Material shown Start Marker

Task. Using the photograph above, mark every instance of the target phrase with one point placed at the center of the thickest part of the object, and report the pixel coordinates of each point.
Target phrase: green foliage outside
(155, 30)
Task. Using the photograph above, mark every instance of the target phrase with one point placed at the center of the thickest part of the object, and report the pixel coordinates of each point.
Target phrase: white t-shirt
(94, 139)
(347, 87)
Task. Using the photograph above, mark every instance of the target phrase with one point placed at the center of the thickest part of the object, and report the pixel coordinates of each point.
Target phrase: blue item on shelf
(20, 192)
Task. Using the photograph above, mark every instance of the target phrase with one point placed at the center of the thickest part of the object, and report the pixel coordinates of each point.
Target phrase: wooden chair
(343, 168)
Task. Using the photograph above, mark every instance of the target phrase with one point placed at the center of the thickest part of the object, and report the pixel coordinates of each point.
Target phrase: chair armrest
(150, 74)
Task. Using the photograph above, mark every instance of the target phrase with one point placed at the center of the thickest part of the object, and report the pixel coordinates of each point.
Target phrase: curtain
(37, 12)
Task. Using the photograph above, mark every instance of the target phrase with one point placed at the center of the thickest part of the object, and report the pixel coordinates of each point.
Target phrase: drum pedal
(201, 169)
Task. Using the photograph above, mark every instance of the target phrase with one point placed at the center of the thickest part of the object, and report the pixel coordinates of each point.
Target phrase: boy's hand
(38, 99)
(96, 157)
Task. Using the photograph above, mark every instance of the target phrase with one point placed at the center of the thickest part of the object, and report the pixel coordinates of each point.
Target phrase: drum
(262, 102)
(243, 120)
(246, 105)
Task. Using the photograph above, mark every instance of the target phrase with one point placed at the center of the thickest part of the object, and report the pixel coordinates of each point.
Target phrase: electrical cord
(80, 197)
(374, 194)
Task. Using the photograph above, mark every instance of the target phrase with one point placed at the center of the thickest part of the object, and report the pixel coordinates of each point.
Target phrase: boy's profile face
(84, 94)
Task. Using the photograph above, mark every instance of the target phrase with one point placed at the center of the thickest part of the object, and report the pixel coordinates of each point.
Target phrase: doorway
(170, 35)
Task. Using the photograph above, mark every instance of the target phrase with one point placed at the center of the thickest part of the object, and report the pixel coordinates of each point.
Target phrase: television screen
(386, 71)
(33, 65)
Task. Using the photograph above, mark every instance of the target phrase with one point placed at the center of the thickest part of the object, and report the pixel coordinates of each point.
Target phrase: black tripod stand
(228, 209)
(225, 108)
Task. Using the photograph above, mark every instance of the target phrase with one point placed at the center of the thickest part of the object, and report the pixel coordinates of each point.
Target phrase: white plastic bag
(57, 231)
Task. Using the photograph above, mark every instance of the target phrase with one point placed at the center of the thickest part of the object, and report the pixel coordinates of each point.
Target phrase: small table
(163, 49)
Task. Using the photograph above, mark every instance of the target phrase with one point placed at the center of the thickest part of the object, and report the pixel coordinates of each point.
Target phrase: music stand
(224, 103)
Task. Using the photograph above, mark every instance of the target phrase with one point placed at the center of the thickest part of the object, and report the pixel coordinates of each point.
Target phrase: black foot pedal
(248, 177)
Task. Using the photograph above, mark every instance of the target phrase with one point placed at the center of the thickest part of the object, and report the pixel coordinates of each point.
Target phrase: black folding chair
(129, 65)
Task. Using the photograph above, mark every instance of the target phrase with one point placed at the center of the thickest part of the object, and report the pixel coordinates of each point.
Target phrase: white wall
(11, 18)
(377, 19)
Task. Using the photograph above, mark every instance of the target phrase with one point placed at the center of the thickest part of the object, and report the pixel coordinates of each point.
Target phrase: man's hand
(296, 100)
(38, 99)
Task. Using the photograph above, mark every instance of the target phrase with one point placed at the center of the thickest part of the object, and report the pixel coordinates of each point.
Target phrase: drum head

Material shown End Marker

-- Task to complete --
Starting at the line that contains "Target phrase: man's hand", copy every line down to the last line of the records above, exactly as written.

-- Answer box --
Target phrase: man's hand
(296, 100)
(38, 99)
Task. Using the photograph above, mark every instance of the target phrase with one point placed at the center of the thickest part of the object, and report the pixel coordinates of each point.
Target phrase: drum head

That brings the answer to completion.